Page text:
§ §

Researchers from Lund University, Yale University and the University of Oxford have been able to give an answer to why cuckolded males in many species still provide paternal care. When the conditions are right, this strategy is actually the most successful.
In many species males put a lot of effort into caring for offspring that are not their own. At first glance this makes no sense at all because natural selection should design males to only care for offspring that carry their genes. However, males are much more astute than we might think and maximise their care according to how likely it is that females are unfaithful whilst judging whether caring will reduce the number of offspring they can have in the future.
"These are complex calculations that males are making and it has been difficult to measure things correctly, but looking across species has helped us work out what is going on", says Charlie Cornwallis, researcher at the Department of Biology, Lund University, Sweden.
The researchers conducted a meta-analysis of 62 studies across 48 different species including insects, fish, birds and mammals. Although parental care is highly variable across these species, the researchers were able to explain why sticking around to care is the better choice for some males that have been usurped: Males tend to be more accepting of offspring fathered by other males in species where the risk of cuckoldry is generally low or caring does not harm their reproductive success.
"This to me shows the strength of natural selection, with its footprints clear in species as different as burying beetles, which care for young over a few weeks by regurgitating dead mice, to humans that spend years providing for their children", Cornwallis says.
The study opens up an interesting path to more research in the area. Now that the researchers know what factors are important they can design studies to further test their findings and predict what males will do in species that have not yet been studied.
"Our study includes data from all species looked at so far and so provides a future guide to the types of species and experimental cues that are best to examine when conducting more detailed studies of paternal care", Cornwallis says.

§ §

Task item:
Answer from the paternal care article:
1. Which three universities did the researchers come from?
2. How many studies and how many species did the meta-analysis cover?
3. How do burying beetles care for their young?
The lines here come from a separate source, not from the paternal care article.

§ §

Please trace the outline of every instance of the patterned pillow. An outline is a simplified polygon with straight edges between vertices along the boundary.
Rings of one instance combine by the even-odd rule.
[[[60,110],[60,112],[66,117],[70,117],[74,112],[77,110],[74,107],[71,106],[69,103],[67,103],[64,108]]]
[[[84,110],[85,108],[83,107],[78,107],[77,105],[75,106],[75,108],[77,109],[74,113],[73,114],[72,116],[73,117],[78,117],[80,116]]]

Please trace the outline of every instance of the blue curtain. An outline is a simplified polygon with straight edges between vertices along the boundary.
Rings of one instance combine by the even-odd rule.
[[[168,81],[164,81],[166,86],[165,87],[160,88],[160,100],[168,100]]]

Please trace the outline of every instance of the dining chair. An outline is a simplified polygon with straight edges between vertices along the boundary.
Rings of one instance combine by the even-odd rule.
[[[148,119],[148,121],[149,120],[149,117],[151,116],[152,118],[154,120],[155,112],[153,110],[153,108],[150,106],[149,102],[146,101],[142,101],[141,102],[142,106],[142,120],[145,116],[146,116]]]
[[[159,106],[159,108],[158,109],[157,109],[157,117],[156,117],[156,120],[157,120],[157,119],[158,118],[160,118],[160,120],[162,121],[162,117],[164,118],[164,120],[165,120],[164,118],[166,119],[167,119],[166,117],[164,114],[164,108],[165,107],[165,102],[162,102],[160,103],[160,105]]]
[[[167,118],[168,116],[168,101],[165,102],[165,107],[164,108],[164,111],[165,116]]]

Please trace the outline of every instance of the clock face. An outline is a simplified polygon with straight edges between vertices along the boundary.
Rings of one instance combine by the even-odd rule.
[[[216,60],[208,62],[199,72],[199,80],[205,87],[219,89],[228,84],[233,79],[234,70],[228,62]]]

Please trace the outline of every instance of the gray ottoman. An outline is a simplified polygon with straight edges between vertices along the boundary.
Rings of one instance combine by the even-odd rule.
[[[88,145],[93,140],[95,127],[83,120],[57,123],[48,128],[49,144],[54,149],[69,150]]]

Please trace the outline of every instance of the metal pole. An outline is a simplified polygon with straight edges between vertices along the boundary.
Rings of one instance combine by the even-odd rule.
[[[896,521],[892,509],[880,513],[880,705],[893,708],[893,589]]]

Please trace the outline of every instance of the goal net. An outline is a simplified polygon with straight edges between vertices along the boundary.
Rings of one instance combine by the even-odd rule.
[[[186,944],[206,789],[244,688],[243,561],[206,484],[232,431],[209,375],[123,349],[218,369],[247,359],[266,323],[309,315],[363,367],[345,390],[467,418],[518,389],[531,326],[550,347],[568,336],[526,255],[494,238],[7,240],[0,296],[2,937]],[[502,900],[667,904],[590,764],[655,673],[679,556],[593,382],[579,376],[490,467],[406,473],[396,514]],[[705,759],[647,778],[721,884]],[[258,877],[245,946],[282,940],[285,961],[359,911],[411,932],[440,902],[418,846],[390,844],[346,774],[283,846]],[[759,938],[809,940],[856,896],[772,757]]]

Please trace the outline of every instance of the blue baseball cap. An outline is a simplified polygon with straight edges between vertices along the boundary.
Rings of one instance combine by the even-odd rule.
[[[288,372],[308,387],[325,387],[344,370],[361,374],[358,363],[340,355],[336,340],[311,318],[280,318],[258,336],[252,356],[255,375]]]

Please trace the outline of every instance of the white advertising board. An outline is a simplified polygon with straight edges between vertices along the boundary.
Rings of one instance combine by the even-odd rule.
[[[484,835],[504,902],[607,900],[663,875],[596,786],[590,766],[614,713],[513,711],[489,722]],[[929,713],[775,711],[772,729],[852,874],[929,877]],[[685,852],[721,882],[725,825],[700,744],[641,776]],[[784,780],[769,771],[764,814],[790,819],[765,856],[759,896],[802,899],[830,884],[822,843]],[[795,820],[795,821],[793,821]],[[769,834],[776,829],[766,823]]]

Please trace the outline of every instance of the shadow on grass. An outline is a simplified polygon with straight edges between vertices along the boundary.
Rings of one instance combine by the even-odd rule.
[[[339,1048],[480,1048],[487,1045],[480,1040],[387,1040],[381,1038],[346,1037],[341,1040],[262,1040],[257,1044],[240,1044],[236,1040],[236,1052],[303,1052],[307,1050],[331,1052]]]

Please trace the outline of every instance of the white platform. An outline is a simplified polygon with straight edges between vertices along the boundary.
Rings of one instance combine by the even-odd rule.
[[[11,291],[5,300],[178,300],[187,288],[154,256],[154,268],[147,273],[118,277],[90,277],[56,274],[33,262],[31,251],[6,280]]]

§ §

Response box:
1. Lund University, Yale University and the University of Oxford.
2. 62 studies across 48 species.
3. They regurgitate dead mice for them over a few weeks.